EXERCISE DIRECTIONS —
In the listing below, return the lines from the line with "point_to reports the position of each instance of the stone" up to and including the line with "column 426, row 169", copied verbatim and with nothing else.

>> Begin

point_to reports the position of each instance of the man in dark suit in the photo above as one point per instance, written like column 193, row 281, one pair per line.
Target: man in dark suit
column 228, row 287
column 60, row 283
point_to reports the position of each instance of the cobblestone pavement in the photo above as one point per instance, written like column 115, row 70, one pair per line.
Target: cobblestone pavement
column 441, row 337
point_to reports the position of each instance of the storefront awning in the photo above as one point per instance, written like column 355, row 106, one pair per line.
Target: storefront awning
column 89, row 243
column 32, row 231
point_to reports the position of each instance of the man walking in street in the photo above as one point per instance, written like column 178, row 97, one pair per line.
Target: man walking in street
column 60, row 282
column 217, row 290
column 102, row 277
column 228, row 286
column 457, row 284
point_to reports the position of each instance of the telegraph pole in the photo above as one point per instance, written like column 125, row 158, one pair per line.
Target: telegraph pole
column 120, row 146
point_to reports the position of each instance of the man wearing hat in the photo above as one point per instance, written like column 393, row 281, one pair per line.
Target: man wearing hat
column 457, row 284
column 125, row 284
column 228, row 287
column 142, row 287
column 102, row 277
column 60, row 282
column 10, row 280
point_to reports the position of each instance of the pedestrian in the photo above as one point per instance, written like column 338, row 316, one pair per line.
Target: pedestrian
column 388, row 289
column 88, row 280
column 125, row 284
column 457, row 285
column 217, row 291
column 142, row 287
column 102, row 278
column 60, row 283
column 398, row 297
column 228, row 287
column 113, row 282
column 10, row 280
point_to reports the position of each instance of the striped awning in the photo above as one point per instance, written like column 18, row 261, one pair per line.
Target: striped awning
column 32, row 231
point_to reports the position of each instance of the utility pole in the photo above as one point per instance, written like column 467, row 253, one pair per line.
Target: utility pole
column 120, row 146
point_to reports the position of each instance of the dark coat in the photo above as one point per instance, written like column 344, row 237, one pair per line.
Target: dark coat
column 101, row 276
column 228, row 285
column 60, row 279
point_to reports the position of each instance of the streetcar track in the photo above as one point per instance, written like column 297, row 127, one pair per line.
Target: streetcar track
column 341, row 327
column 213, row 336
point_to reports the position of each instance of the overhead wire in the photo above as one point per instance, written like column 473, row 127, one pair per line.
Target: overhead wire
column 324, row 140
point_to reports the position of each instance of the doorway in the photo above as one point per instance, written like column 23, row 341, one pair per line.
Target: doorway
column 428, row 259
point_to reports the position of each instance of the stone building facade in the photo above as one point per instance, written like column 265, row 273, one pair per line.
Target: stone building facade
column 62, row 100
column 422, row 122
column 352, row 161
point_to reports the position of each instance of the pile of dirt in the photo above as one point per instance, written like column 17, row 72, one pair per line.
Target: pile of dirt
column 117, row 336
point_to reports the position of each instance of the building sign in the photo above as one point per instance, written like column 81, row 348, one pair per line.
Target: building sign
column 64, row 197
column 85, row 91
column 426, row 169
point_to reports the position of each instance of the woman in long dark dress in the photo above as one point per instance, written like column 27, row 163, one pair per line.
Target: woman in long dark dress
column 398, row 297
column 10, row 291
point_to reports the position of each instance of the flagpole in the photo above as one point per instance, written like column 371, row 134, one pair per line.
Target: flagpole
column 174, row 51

>> End

PROBLEM SOLUTION —
point_to reports the position of each instance of the stone building facade in the photo above as one point per instance, written like column 265, row 273, one pair per line.
Target: stone building facade
column 62, row 100
column 422, row 122
column 352, row 161
point_to reports the position of each instance of the pile of dirt in the photo above as one point per instance, written like column 17, row 72, one pair per line.
Target: pile of dirt
column 117, row 336
point_to reports the position of each instance of the building sign in the photo above as one point per instance, written like column 81, row 348, one pair per line.
Target: building sign
column 64, row 197
column 85, row 91
column 426, row 169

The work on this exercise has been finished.